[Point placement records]

-*-

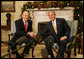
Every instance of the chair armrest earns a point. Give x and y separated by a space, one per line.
10 34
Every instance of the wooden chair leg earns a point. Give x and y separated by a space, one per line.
69 53
75 51
33 52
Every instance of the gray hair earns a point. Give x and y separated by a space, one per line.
52 12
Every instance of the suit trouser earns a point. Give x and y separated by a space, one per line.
62 46
19 41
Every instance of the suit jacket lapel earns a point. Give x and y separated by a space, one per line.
23 24
57 24
52 27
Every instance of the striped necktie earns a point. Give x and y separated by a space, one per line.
54 26
25 26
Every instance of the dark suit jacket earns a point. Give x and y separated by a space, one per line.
20 28
62 29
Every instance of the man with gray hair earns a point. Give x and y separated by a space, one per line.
58 30
23 33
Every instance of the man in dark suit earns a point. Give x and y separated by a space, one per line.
24 31
59 30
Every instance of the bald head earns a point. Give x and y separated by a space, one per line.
52 15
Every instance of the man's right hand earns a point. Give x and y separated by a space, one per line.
32 34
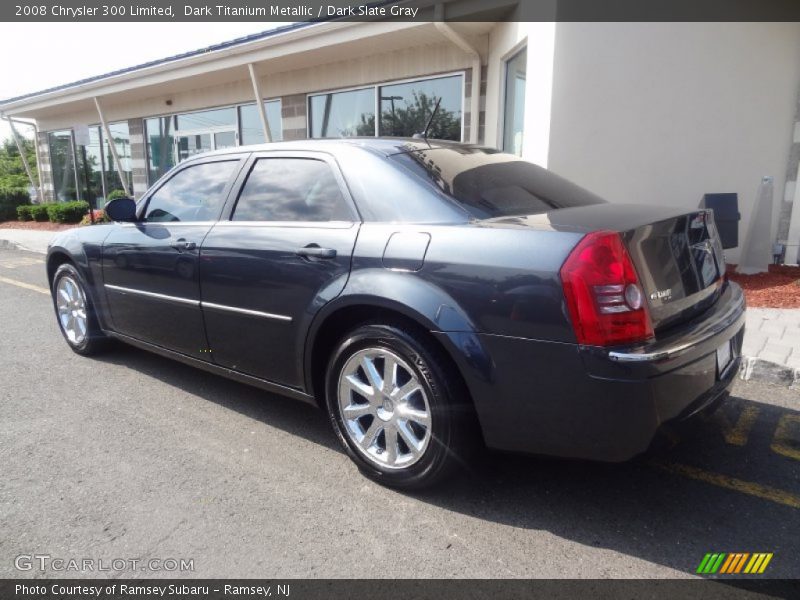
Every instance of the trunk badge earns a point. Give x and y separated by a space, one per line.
661 294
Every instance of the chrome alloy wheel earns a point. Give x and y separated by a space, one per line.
71 304
384 408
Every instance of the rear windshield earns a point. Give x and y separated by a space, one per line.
490 184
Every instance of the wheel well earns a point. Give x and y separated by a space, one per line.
338 323
54 261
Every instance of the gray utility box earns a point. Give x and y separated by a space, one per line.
726 216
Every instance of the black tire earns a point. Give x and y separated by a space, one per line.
94 340
453 433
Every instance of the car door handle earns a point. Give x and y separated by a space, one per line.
314 251
181 245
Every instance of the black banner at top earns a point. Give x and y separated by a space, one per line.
399 10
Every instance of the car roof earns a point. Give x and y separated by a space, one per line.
383 146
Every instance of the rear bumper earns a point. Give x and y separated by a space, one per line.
605 404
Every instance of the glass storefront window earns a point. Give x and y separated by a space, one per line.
207 119
160 151
90 167
252 132
407 107
122 142
342 114
62 161
514 110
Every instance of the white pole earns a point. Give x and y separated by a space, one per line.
113 147
260 103
24 158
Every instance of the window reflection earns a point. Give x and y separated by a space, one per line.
514 118
291 189
62 165
407 107
194 194
160 152
205 119
252 132
342 114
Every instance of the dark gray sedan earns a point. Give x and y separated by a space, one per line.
431 297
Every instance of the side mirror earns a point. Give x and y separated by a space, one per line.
121 209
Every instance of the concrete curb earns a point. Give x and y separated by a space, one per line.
757 369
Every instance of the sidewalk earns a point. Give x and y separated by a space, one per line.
25 239
771 343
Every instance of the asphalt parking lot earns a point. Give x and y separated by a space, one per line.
132 456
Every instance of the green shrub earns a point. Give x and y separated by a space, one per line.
10 199
67 212
114 194
24 212
39 212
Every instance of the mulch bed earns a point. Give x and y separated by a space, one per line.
778 288
36 225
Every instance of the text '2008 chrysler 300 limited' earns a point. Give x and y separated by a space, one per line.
429 296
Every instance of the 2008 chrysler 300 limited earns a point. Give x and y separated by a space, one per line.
430 296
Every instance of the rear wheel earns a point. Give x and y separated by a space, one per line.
400 414
75 312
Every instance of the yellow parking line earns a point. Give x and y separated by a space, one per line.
731 483
27 286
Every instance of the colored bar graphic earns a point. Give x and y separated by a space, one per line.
734 562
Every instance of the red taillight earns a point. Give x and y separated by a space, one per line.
604 298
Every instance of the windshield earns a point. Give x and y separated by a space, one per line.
491 184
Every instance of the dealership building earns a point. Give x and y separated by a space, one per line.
657 113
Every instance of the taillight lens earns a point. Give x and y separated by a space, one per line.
604 297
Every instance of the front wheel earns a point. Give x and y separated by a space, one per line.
401 415
75 312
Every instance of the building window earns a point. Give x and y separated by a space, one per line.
404 109
160 151
514 110
342 114
122 142
250 123
407 107
62 161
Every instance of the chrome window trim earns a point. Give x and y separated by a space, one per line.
124 290
198 303
245 311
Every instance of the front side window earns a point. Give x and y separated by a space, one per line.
193 194
342 114
407 107
291 189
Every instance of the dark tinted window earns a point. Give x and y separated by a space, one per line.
291 189
491 184
193 194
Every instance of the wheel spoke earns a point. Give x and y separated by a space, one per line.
355 411
368 364
368 439
390 437
412 441
411 386
389 374
358 386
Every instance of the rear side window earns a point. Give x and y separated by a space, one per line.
291 189
490 184
195 193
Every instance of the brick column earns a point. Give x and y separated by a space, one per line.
293 113
138 157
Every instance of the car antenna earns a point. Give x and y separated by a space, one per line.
424 134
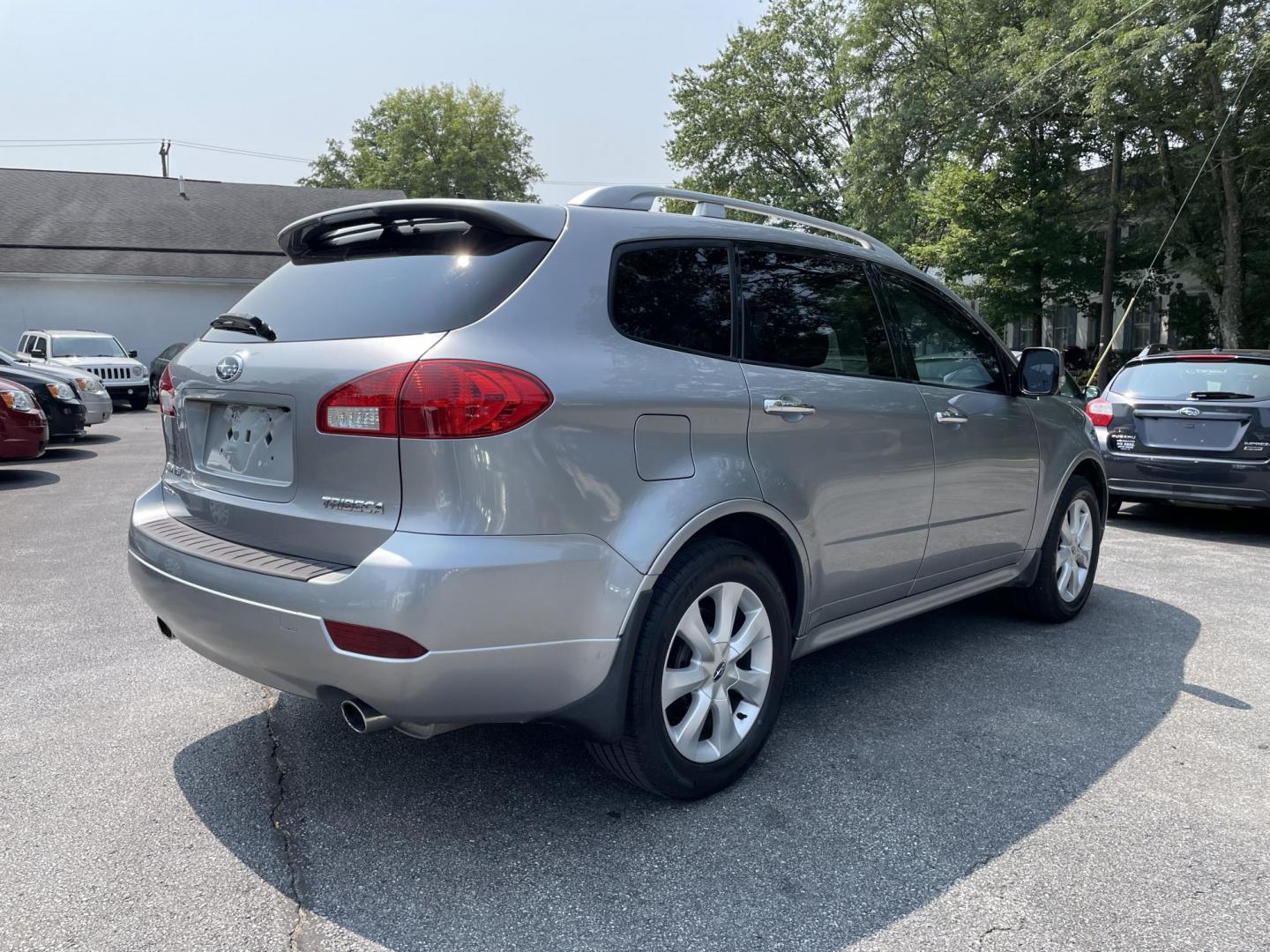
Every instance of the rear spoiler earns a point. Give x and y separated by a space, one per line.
302 239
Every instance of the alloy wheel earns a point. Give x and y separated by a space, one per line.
1074 550
716 672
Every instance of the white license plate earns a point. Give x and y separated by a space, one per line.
249 441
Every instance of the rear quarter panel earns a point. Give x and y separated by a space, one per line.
573 470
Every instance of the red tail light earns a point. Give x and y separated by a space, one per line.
167 394
372 641
1100 412
366 406
435 400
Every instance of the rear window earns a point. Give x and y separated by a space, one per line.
1180 380
677 296
380 296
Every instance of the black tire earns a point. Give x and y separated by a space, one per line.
646 755
1042 599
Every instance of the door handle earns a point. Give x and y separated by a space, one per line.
788 406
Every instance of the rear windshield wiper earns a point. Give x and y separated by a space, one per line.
244 324
1221 395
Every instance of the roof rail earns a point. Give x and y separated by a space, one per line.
641 197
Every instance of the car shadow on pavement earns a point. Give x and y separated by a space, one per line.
1241 525
93 438
902 762
14 478
63 453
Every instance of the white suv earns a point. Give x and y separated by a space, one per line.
95 352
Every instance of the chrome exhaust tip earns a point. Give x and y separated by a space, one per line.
363 718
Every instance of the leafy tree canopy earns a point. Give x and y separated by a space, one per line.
435 141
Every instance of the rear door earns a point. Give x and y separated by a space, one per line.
986 449
841 446
1194 406
250 458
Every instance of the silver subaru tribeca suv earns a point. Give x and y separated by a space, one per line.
598 466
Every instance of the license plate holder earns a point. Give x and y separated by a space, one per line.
249 442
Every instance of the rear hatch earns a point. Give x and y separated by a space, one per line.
366 288
1204 405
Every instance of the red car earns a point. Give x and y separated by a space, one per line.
23 427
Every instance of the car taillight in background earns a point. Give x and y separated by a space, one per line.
167 394
1100 412
435 400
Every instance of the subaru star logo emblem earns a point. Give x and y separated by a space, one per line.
228 368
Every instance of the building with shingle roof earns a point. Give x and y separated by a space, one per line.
147 259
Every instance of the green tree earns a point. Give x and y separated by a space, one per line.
978 135
435 141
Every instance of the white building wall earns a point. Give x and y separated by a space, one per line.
145 314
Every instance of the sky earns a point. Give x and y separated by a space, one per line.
591 79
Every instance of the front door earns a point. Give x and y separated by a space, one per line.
986 447
840 443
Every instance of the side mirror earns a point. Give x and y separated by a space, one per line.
1041 371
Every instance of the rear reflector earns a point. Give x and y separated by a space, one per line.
372 641
435 400
1100 412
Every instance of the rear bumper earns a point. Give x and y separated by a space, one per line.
1140 478
26 442
516 628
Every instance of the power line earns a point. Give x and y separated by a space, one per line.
211 147
1160 250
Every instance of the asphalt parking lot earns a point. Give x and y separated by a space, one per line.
960 781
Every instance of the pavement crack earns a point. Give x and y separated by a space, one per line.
295 888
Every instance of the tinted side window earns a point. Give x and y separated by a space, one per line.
943 343
676 296
811 311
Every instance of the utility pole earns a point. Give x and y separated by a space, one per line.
1109 259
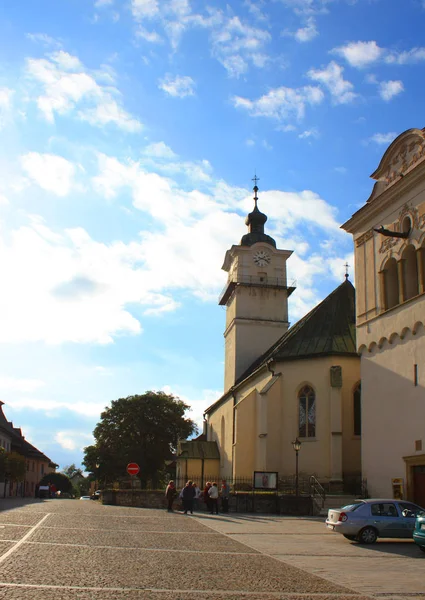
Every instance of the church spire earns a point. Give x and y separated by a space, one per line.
255 222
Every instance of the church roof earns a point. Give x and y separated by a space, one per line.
197 449
329 329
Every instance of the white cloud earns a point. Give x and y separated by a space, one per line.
66 85
236 44
73 440
332 78
306 33
52 173
144 9
309 133
178 86
159 150
149 36
14 384
383 138
6 95
281 103
364 54
389 89
360 54
407 57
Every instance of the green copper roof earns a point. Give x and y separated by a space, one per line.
328 329
197 449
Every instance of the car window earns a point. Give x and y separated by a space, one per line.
384 509
352 507
413 508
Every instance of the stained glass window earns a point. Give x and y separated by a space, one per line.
307 412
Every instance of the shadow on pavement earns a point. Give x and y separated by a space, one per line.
406 548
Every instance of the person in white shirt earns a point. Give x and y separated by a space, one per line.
213 494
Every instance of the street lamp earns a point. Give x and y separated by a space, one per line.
296 444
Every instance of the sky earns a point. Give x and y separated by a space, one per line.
130 133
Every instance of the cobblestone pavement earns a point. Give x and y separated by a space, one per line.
389 569
72 549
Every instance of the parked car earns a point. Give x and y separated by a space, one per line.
366 520
419 532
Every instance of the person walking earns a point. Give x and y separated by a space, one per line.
188 496
198 495
207 498
213 494
225 493
170 494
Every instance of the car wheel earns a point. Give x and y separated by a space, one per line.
368 535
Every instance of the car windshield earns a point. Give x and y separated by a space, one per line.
352 507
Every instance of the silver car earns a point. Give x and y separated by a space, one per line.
366 520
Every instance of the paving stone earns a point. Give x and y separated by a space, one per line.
143 568
133 539
140 523
8 593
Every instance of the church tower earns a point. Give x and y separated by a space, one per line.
255 296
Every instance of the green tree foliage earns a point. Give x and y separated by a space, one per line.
60 480
142 429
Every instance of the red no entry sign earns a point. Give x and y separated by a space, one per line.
133 468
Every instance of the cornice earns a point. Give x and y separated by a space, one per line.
385 200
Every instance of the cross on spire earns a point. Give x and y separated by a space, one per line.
346 270
255 179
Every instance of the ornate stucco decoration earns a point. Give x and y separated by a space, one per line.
402 155
363 238
408 211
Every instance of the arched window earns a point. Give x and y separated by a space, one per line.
357 409
391 283
410 273
222 441
307 412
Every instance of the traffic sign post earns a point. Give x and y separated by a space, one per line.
133 468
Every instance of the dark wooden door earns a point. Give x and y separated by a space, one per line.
419 485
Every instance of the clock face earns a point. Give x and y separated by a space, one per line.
261 258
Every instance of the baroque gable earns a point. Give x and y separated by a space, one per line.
403 154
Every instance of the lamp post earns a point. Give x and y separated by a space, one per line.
296 444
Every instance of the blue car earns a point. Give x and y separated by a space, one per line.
419 531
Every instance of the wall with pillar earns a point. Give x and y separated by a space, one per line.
267 420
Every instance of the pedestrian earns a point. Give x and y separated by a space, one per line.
198 495
225 493
207 499
213 494
188 496
170 494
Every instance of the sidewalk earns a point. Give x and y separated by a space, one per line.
389 568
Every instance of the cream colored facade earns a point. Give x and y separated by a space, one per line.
255 425
390 285
258 309
260 414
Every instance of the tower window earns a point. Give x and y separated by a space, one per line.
357 409
307 412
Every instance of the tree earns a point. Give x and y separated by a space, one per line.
142 429
60 480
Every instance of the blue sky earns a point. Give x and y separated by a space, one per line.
130 133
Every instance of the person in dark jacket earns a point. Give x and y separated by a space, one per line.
170 494
207 498
188 494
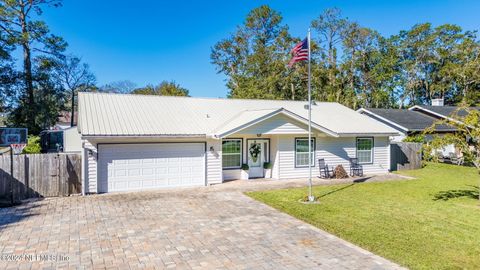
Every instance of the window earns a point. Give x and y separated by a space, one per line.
365 150
232 153
301 152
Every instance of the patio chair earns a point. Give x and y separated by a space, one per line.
324 170
454 159
355 168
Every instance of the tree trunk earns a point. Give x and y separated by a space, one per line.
293 91
72 116
27 69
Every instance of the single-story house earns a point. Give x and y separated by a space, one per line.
138 142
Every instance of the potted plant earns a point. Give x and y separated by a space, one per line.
267 169
244 172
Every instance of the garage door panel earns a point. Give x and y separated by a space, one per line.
147 166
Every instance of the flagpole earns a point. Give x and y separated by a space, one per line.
311 198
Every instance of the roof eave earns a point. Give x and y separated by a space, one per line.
361 110
163 136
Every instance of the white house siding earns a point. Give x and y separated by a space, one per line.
72 140
214 162
279 124
335 151
91 164
274 157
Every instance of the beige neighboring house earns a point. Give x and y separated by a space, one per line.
140 142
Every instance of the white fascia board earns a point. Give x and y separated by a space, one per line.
370 134
160 136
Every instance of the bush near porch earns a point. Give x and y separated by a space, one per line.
432 222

-*-

### JOB
Can you write out again, unchanged, every line starting at the one that contains "Every instance of the patio" and ending at the last line of the point placement records?

### FULL ANSWER
Every instance of the patio chair earns a point. Give x and y separated by a space, one per line.
324 170
454 159
355 168
Every instance of the tree trunk earns a point. Give x and y separated by a space, one per line.
293 91
72 116
27 69
Every instance of the single-story house earns a point. Give x and y separated by a space, one per line.
138 142
Every instance of the potted plant earns a point. Give x and y separated by a space, one per line.
267 169
244 172
Every instance of the garage door panel earns a point. Give x and y separated by a space, one per line.
147 166
Every instance of the flagpole earns a point. Give x and y separated by a space, one per line.
311 198
Every instance of the roof eave earns a point. Give x and y separated by a space, one per line.
361 110
163 136
Every instance of the white house siding earns a point. Give x and y separated by a space, one per line.
72 140
214 162
279 124
335 151
91 164
274 157
Every instance of the beige neighboring house earns a point. Give x and y separated by a space, one per line.
140 142
Every instance of the white fascia board earns a point. Give x and y separated by a space, one per line.
370 134
160 136
Every instance of the bush near porch earns a point. Give x and y separated by a space, one per line.
432 222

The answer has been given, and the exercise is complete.